▸ PROBLEM TO WORK ON
In the article below about the album Hannah Georgas, which award did the album win at the 2013 Western Canadian Music Awards?

Studio album by Hannah Georgas
- Released: October 12, 2012
- Genre: Pop
- Length: 35:00
- Label: Dine Alone Records
- Producer: Graham Walsh

Hannah Georgas chronology
| This Is Good (2010) | Hannah Georgas (2012) |  |

= Hannah Georgas (album) =

Hannah Georgas is the second studio album by Vancouver-based artist Hannah Georgas. Produced by Graham Walsh of the Canadian electronic band Holy Fuck, it was released by Dine Alone Records on October 2, 2012.

The album won "Pop Recording of the Year" at the Western Canadian Music Awards in 2013. It was nominated for Alternative Album of the Year at the 2013 Juno Awards, and was included on the 2013 Polaris Music Prize longlist.

The song "Millions" was featured in the closing of the Girls episode "Free Snacks" on February 9, 2014.

▸ RAW DATA
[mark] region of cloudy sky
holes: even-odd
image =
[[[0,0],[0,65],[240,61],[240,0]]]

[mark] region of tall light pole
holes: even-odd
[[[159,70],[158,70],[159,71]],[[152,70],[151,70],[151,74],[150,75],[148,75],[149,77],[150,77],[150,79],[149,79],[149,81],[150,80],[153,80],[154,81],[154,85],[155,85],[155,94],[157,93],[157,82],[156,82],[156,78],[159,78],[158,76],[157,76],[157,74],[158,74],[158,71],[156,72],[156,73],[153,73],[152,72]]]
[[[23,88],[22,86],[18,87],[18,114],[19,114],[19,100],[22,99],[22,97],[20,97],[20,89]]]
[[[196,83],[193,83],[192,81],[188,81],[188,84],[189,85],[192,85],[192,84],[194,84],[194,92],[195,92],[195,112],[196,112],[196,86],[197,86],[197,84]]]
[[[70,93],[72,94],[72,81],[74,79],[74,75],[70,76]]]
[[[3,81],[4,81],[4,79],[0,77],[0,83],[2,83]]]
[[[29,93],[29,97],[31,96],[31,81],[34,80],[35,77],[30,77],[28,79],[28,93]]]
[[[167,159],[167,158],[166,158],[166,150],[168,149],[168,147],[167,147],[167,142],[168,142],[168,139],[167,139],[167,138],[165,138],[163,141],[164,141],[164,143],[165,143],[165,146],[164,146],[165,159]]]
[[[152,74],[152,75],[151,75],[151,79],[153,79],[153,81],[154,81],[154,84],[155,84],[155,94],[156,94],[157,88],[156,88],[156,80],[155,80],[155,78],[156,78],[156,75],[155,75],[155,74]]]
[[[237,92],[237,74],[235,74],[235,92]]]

▸ FINAL RESULT
Pop Recording of the Year